| WHAT YOU NEED TO DO |
Set down exactly the lines from the one containing "Please drop a marker on the silhouetted hill" through the last line of the records below, both included, and nothing else.

* Begin RECORDS FOR THE EXERCISE *

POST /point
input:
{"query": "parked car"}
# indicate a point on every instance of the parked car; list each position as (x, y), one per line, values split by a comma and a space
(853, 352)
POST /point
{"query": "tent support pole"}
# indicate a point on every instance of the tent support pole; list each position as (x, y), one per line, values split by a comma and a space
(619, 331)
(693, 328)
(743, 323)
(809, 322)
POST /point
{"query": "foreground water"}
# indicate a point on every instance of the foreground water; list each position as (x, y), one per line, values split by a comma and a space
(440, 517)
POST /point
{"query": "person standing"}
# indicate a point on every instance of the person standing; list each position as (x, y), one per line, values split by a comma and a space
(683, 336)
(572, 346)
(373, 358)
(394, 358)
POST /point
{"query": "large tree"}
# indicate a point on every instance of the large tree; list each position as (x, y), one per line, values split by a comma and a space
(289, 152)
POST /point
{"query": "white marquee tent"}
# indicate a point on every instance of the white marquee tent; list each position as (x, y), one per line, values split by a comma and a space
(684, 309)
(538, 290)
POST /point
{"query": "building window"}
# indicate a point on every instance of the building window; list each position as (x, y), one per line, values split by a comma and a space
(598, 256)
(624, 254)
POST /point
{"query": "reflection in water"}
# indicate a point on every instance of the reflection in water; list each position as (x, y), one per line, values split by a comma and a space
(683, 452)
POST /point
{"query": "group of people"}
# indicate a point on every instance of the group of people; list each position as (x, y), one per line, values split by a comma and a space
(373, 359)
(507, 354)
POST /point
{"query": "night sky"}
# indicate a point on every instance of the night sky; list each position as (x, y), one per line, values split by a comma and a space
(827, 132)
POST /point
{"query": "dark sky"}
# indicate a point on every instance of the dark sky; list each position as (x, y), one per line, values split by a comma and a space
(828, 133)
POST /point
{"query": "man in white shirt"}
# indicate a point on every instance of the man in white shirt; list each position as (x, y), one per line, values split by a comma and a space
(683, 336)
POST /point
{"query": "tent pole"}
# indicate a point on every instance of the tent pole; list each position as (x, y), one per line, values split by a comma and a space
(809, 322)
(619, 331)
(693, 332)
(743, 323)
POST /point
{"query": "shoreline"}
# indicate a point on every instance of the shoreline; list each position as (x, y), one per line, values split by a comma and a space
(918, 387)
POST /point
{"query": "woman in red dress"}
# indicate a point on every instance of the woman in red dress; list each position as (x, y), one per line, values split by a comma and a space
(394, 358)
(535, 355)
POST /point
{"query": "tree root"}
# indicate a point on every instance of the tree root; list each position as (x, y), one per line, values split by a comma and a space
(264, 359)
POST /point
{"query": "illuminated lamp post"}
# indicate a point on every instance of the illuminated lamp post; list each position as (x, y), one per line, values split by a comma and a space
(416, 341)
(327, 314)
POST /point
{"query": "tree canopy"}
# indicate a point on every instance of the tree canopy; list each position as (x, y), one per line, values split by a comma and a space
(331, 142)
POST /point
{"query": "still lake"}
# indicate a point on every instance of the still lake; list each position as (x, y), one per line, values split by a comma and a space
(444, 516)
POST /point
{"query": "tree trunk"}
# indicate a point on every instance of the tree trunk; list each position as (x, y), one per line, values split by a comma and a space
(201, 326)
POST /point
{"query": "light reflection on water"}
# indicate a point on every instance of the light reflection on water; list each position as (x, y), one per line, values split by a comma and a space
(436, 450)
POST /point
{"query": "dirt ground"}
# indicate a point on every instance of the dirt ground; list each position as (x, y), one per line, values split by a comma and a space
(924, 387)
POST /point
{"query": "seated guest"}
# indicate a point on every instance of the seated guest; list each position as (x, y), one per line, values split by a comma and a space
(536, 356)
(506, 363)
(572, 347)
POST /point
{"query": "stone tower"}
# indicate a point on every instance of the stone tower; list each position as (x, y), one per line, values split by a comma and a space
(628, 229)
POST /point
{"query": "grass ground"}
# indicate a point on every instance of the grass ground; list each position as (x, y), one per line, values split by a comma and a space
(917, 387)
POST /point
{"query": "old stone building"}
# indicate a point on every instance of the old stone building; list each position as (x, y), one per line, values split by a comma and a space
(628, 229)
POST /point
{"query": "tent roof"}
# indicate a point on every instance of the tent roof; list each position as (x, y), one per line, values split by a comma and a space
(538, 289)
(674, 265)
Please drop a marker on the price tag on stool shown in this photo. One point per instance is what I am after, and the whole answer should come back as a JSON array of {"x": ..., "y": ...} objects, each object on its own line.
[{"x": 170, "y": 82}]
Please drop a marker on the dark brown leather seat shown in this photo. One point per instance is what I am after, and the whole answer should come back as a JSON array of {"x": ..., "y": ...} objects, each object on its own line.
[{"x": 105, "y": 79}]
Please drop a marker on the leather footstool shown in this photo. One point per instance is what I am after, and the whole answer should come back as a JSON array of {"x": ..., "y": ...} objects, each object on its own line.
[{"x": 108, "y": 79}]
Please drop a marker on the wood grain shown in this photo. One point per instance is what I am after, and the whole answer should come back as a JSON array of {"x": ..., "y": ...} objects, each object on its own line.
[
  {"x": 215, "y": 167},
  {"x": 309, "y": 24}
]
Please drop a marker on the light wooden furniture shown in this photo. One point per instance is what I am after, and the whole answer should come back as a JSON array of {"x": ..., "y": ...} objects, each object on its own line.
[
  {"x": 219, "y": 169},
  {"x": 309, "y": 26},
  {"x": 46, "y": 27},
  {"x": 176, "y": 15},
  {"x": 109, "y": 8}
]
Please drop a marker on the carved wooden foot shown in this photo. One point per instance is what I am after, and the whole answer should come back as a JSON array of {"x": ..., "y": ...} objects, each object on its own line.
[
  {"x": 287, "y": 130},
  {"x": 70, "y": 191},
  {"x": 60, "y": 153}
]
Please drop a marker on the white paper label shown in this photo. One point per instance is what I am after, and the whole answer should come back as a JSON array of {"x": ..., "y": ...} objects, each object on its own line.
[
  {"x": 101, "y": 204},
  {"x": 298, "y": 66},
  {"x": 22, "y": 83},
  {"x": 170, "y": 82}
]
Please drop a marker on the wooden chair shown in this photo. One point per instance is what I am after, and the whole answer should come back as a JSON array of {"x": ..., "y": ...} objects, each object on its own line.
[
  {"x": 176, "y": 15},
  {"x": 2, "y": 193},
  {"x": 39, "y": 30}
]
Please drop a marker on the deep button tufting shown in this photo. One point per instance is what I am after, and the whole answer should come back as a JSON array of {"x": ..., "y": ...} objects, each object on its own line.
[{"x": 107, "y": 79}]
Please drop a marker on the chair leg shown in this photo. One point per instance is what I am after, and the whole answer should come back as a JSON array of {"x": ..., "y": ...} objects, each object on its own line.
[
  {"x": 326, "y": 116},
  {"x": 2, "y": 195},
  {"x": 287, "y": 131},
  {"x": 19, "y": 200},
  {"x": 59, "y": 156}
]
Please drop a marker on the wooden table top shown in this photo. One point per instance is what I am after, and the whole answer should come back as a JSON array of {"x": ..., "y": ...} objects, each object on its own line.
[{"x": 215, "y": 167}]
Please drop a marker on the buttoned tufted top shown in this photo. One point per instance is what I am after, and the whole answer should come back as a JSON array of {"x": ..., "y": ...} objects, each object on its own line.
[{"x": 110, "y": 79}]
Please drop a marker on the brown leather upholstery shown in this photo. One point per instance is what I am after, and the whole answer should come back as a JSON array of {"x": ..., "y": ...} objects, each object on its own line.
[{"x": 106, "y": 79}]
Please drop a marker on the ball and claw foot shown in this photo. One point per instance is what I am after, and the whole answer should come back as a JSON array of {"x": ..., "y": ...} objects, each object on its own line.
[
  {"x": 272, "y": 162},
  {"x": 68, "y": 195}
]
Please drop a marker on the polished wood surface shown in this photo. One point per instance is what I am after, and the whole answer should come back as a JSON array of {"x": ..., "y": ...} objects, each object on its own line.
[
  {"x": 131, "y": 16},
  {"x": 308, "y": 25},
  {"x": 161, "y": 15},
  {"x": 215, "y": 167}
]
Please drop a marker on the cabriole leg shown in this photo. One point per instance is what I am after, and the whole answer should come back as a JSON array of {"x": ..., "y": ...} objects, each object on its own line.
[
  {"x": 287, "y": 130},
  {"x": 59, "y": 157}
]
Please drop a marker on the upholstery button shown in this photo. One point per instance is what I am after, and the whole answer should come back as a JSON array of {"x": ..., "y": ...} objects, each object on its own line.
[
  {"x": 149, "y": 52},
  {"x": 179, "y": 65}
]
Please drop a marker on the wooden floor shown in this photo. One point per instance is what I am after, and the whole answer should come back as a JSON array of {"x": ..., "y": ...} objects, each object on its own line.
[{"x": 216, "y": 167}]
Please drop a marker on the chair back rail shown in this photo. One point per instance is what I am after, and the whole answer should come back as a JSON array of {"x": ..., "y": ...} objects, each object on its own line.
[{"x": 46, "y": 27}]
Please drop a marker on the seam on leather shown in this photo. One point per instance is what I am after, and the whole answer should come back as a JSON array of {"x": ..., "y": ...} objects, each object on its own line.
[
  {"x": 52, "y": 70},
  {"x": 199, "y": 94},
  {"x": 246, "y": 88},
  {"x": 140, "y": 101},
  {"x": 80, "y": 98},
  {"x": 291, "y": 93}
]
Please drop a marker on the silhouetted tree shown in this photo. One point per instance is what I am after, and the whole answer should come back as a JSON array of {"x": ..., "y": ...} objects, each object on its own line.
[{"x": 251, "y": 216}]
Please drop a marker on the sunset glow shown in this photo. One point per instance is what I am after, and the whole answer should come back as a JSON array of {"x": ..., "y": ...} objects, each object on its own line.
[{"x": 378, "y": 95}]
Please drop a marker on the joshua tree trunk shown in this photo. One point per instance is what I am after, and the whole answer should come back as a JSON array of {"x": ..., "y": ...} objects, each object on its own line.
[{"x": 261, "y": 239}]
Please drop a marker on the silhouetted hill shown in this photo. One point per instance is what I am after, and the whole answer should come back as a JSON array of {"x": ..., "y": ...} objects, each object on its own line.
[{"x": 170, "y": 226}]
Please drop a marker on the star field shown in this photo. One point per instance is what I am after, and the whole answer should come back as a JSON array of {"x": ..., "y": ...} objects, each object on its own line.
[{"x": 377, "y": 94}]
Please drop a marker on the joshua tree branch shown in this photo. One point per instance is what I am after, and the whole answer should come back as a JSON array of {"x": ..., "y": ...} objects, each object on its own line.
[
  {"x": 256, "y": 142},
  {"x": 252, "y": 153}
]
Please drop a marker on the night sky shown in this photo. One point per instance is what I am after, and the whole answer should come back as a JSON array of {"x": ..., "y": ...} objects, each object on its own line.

* End RECORDS FOR THE EXERCISE *

| EXERCISE RESULT |
Please drop a marker on the silhouetted hill shown in this photo. One point per instance is what I am after, and the whole answer should come back as a JSON array of {"x": ..., "y": ...} objects, each object on its own line.
[{"x": 170, "y": 226}]
Please drop a marker on the star field shown in this photo. One point per instance is what I am after, and the whole answer should come back as a JSON array of {"x": ..., "y": ...} objects, each object on its own line.
[{"x": 377, "y": 94}]
Please drop a marker on the joshua tree branch shown in this photo. One point per instance is what I am after, and the whole answer should come back as a JSON array of {"x": ..., "y": ...} objects, each object on its own line.
[
  {"x": 256, "y": 142},
  {"x": 252, "y": 153}
]
Please drop a marker on the night sky shown in this photo. One point per instance is what I am after, and the whole answer should come back as a JSON array of {"x": ..., "y": ...} objects, each object on its own line.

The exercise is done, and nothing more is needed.